Die Eltern haben einen großen Einfluss darauf, dass Lego nach wie vor beliebt ist. Die meisten Kinder dürfen nicht den ganzen Tag an ihren Konsolen spielen – und dann kommt die Zeit für Lego. Diese Erfahrung mit Lego zu bauen, eine eigene Welt zu schaffen, das ist etwas, was Kinder wie Eltern fasziniert. Und gerade an diesem Punkt spielt das Digitale Lego sogar in die Hände.

Inwiefern?

Lego hat mit der Zeit verstanden, dass das Digitale die analogen Legoklötze nicht verdrängt. Wenn sich die Kinder im Internet kleine Lego-Cartoons ansehen oder die Lego-Spiele spielen, sorgt das eher dafür, dass sie mehr Lego kaufen, um die Geschichten nachbauen und nachspielen zu können.

* Datensätze, einer Sammlung entnommen:
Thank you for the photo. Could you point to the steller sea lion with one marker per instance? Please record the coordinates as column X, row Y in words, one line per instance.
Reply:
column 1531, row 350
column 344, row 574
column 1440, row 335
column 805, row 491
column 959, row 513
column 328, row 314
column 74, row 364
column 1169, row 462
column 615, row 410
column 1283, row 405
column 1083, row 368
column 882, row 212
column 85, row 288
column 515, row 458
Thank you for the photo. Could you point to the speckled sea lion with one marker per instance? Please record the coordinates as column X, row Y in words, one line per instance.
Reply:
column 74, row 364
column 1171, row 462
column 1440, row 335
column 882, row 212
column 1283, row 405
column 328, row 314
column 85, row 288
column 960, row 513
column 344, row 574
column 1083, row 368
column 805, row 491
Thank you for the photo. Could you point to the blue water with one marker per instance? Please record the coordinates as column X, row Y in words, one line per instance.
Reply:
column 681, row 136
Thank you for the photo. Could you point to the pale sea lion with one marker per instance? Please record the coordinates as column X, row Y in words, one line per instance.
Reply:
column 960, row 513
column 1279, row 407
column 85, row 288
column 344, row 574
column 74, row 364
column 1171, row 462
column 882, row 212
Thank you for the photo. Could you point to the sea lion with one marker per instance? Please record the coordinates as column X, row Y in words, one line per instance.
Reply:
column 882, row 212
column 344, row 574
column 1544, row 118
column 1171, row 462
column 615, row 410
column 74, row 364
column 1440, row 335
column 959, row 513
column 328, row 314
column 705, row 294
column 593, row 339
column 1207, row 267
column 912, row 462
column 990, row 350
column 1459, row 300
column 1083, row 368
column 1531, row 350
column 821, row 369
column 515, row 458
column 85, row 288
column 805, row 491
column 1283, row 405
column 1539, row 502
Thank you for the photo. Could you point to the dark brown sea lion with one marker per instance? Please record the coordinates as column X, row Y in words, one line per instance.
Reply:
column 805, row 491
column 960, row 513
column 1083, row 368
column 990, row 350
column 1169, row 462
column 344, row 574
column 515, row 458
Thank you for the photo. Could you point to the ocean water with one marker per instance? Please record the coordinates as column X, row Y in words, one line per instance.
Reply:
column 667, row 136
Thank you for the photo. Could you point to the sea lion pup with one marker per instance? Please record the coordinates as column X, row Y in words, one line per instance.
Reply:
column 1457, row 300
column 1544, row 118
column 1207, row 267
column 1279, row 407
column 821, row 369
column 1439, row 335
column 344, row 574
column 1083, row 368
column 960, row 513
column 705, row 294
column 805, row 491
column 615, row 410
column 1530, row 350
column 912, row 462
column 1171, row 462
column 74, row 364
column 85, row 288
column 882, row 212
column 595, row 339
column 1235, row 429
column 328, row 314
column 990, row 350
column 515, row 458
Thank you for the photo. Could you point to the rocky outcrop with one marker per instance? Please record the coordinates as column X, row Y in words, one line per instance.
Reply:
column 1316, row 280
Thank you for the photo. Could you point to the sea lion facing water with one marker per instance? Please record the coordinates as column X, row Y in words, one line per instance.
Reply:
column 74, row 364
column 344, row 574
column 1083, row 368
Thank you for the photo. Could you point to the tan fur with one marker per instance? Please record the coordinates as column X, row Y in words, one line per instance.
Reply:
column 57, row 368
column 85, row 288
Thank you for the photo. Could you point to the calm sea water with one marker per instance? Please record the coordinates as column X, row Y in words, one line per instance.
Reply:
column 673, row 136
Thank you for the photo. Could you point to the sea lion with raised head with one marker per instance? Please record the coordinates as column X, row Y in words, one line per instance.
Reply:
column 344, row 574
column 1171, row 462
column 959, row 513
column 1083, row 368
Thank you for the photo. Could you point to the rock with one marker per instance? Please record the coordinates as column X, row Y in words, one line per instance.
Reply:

* Ziel 1: Was bewirkt es laut dem Textauszug über Lego, wenn Kinder im Internet Lego-Cartoons ansehen oder Lego-Spiele spielen?
* Ziel 2: Schreibe den Textauszug über Lego im Anschluss an seinen letzten Satz weiter.

* Lösung 1: Es sorgt eher dafür, dass sie mehr Lego kaufen, um die Geschichten nachbauen und nachspielen zu können.

* Lösung 2:
Was meinen Sie, wohin wird sich Lego in den nächsten Jahren entwickeln?

Ich denke, das Geschäft mit Lizenzrechten wie etwa bei Star Wars wird auch in Zukunft ein wichtiger und profitabler Teil für das Geschäft von Lego bleiben. Allerdings dürften die selbstkreierten Charaktere und Geschichten eine immer größere Rolle spielen – etwa Ninjago, Bionicle, Friends oder die Charaktere aus dem Lego-Film.